## Kutipan halaman
****

BAB I
PENDAHULUAN
Psikologi
agama bukanlah ilmu yang pertama kali mempelajari agama. Bahkan jauh sebelumnya
sudah ada disiplin ilmu yang mempelajari aspek-aspek agama secara objektif.
Misalnya, Sejarah Agama-agama di dunia dan Ilmu Sosiologi mempelajari tingkah
laku orang dalam kelompok tanpa memperhitungkan perbedaan kebudayaan yang ada.
Sedangkan Antropologi social lebih banyak menumpahkan perhatiannya pada
perbedaan kebudayaan yang ada. Baik dalam Sosiologi, maupun Antropologi Sosial,
agama merupakan masalah penting yang tidak dapat dilewatkan begitu saja dalam
penelitian-penelitiannya.

****

[Baris dataset]
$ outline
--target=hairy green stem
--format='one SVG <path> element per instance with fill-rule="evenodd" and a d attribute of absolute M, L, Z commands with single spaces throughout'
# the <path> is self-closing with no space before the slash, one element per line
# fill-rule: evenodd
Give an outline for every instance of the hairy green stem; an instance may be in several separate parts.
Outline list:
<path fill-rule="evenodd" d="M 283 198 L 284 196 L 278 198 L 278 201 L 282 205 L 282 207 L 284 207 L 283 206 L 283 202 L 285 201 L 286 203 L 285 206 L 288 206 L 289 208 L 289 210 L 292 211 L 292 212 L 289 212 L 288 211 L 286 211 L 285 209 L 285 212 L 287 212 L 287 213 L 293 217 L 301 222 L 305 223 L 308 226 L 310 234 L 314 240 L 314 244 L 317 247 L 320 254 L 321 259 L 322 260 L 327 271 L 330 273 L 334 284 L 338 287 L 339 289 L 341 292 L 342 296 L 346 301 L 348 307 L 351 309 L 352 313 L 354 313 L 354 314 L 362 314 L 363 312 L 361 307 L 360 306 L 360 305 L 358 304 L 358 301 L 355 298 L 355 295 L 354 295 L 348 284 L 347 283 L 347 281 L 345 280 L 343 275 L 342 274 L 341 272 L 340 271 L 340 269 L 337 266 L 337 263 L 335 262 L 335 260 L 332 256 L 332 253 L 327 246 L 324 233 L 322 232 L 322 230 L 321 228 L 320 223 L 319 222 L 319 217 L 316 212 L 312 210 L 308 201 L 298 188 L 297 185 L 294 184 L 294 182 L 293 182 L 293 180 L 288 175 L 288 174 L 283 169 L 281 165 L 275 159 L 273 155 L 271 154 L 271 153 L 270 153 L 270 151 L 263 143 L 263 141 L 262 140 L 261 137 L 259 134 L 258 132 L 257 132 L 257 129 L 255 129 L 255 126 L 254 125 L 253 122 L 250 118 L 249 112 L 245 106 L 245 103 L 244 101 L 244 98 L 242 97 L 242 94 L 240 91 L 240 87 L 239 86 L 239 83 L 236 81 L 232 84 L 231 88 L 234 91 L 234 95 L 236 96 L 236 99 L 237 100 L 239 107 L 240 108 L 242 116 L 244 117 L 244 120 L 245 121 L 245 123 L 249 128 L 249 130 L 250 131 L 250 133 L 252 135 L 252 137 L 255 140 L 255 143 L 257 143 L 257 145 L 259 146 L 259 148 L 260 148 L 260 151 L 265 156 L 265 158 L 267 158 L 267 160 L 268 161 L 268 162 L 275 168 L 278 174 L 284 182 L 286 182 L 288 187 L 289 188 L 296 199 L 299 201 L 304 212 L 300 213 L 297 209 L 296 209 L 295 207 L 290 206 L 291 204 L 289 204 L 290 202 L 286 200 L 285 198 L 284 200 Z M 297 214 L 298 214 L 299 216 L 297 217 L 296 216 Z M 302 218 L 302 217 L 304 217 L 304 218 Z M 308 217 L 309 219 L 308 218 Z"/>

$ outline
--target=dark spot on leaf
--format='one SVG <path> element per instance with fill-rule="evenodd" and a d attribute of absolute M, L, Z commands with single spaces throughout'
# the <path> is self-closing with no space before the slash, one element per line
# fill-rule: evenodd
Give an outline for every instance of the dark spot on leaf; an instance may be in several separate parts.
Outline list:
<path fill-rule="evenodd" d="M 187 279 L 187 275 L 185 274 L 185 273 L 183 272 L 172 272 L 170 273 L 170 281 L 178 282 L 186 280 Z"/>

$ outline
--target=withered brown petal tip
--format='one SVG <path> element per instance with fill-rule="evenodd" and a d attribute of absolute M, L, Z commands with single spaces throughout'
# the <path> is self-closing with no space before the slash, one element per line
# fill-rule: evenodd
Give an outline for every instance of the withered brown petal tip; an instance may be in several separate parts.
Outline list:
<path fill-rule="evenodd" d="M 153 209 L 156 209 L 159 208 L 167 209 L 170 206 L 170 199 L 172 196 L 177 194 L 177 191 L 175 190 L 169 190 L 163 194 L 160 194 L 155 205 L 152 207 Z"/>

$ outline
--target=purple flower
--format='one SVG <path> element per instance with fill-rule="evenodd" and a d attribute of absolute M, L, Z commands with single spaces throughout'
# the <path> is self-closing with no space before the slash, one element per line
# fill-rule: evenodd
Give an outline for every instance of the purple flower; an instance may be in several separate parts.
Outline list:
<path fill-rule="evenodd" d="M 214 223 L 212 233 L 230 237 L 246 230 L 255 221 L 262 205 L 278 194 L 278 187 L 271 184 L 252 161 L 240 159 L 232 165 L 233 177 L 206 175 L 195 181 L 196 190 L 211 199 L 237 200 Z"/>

****

## Permintaan tertulis 1
Tentukan apakah pernyataan (a), (b), dan (c) berikut sesuai dengan kutipan halaman di atas. Jawab masing-masing dengan ya atau tidak, lalu sertakan kata-kata penentu dari kutipan halaman tersebut apa adanya: (a) Psikologi agama adalah ilmu pertama yang mempelajari agama. (b) Antropologi sosial lebih banyak memperhatikan perbedaan kebudayaan. (c) Sosiologi mempelajari tingkah laku orang dalam kelompok dengan memperhitungkan perbedaan kebudayaan.
## Permintaan tertulis 2
Tolong ambil setiap baris data di atas yang memuat kata "every".

## Jawaban akhir 1
(a) Tidak: "bukanlah ilmu yang pertama kali mempelajari agama"
(b) Ya: "lebih banyak menumpahkan perhatiannya pada perbedaan kebudayaan yang ada"
(c) Tidak: "tanpa memperhitungkan perbedaan kebudayaan yang ada"

## Jawaban akhir 2
Give an outline for every instance of the hairy green stem; an instance may be in several separate parts.
Give an outline for every instance of the dark spot on leaf; an instance may be in several separate parts.
Give an outline for every instance of the withered brown petal tip; an instance may be in several separate parts.
Give an outline for every instance of the purple flower; an instance may be in several separate parts.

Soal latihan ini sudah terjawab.